▶ Prompt 1
In the passage on printed balloons, what shelf life has one supplier suggested for printed balloons?

▶ Source passage
_ _ _

Types of Printed Balloons

Promotional printed balloons are typically made of latex rubber, although some are made of Mylar. Balloons are typically inflated with helium from tanks in order to float, but they can also be filled with air for non-flying decorations.

Common types of latex balloons include:

  • Standard. Matte finish and opaque. Usually the cheapest choice.
  • Translucent/Transparent. In addition to transparency, these usually have a shiny appearance. Sold under a number of descriptive terms, so confirm specifications with your promotional products provider.
  • Pearl. Pearlized appearance that is opaque.

Mylar balloons opaque, transparent or shiny foil. They are typically much more expensive than latex balloons, but do offer a host of available stock and custom shapes, as well as expanded imprint capabilities, including full color (4 color process printing).

Balloon Sizes

Latex balloons are offered in standard 9 and 11 inch sizes in addition to larger sizes up to 36 inches. Mylar balloon sizes start at around 18 inches and go up to around 36 inches, depending on the shape chosen.

Larger shapes and sizes, sometimes as large as 4 to 6 feet or more (sometimes way more!), are usually not technically balloons, but are classified as inflatables since they are typically reusable and refillable, similar to a beach ball. Very large designs are usually kept inflated by a continuously running air blower, powered by an electric motor. Some of these inflatables can be very expensive, running into the thousands of dollars. However, the high investment can often be worth it due to the high level of attention they can attract. Rentals of generic designs and shapes are also available.

Additional Costs

In addition to the price of the actual balloons, these costs need to be factored into a promotional balloon investment:

  • Helium tanks or air pumps.
  • Strings or holders for display.
  • Accessories such as clips for quick tying off of inflated balloons.
  • Personnel costs to prepare, display and handle balloons.

Balloon Printing Tips

Logo and text imprints on balloons get stretched and distorted when inflated. These tips will help obtain best results for greater readability:

  • Simplify Graphics and Text. Except for Mylar balloons, highly detailed artwork and fine line text do not translate well onto balloons and are less readable when stretched. Reduce to clean simple graphics.
  • Use Billboard Principles. Printed balloons are like mini billboards. For greatest impact, use only a few words and limit message to one main idea.
  • High Contrast. Also like billboards, high contrast between the color of the printing and the color of the balloon help assure greatest readability.

Do Printed Balloons Have a Shelf Life?

Yes! One supplier has suggested that the shelf life is 6 months. Both heat and light can hasten the degradation of printed balloons. So storage in a cool (even cold!), dark place is recommended to maintain their integrity.

Balloon Trivia

Though usually noted for his work with electricity, 19th century scientific genius Michael Faraday is also credited with inventing the first modern rubber balloon for use in experiments with gases.

Click here to read more about Michael Faraday

Problems with Helium Balloons

Did you know the world is running out of helium? It is. This is a much larger problem than running out of the gas to inflate party or promotional balloons.

Helium is a non-renewable natural resource that could run out in the next few decades (Source: The Independent UK) and it cannot be artificially manufactured. In 1996, the United States government decided to sell off the helium reserves to recoup its investment in building the reserve. Privatization of this reserve essentially made the gas so cheap that when compared to the cost of recycling it, it is less expensive to buy new gas.

_ _ _

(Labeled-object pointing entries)
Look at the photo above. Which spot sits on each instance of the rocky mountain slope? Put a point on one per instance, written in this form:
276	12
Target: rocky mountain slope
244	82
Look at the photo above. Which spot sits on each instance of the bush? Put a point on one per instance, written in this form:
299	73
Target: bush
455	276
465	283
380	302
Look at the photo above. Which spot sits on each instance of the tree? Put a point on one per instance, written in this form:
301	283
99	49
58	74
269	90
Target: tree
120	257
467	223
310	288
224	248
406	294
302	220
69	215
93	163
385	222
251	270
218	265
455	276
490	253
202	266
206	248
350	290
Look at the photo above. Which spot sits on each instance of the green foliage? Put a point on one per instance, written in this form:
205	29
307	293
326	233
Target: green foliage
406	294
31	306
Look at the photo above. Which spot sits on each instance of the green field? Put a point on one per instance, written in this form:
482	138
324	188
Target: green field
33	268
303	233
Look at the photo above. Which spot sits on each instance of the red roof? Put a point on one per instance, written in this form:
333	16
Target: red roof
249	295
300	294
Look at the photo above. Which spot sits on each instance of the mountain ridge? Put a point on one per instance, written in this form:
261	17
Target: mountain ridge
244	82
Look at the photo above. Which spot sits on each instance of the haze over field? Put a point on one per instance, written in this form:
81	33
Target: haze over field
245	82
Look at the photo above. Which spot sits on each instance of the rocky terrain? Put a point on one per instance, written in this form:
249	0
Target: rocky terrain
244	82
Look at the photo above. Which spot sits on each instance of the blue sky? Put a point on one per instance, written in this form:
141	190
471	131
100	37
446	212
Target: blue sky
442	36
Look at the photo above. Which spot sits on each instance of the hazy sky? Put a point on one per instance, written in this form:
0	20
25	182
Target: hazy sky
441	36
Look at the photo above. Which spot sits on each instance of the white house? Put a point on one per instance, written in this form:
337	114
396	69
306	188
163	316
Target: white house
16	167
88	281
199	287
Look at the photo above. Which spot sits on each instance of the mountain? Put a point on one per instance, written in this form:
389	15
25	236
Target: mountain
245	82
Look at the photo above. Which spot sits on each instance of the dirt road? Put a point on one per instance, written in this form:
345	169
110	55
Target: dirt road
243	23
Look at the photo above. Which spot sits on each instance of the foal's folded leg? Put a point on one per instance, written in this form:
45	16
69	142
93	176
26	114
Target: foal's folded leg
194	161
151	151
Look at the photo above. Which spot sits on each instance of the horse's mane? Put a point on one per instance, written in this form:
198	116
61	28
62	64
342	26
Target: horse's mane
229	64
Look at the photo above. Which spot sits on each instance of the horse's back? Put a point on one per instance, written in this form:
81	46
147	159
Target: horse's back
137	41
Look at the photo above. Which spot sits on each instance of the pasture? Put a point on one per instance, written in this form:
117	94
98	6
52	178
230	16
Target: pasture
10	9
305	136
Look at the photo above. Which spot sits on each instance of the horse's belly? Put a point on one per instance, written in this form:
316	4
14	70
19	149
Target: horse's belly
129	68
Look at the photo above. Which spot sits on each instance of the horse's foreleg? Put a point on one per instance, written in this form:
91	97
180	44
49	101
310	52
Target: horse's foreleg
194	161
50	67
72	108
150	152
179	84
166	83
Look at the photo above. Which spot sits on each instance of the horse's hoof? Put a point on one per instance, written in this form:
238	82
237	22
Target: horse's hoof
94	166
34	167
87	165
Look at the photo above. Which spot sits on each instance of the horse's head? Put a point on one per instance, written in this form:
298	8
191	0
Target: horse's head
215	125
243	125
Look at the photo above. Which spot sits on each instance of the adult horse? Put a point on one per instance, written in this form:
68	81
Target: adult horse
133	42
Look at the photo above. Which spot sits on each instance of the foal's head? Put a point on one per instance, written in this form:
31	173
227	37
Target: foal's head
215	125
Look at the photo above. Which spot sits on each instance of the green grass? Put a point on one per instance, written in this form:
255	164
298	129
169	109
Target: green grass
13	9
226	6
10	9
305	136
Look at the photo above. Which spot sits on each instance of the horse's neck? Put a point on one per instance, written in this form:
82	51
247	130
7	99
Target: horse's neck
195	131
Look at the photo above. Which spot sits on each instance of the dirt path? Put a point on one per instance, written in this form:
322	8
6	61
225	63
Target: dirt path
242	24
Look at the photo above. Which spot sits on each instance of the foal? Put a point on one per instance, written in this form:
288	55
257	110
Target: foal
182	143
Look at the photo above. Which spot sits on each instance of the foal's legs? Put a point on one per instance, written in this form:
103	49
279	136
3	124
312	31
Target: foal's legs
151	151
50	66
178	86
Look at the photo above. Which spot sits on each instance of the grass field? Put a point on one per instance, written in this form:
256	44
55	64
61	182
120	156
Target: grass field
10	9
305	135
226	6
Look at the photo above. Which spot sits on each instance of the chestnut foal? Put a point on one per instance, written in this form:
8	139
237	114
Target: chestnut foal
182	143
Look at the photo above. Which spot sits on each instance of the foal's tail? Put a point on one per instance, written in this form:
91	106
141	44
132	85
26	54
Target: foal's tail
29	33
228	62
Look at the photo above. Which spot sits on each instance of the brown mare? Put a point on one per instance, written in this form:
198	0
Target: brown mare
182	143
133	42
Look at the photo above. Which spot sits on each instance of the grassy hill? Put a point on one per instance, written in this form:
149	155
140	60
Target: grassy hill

_ _ _

▶ Prompt 2
Count the lines of the entries above that contain the word "back", and reply with the number alone.

▶ Full response 1
One supplier has suggested a shelf life of 6 months.

▶ Full response 2
2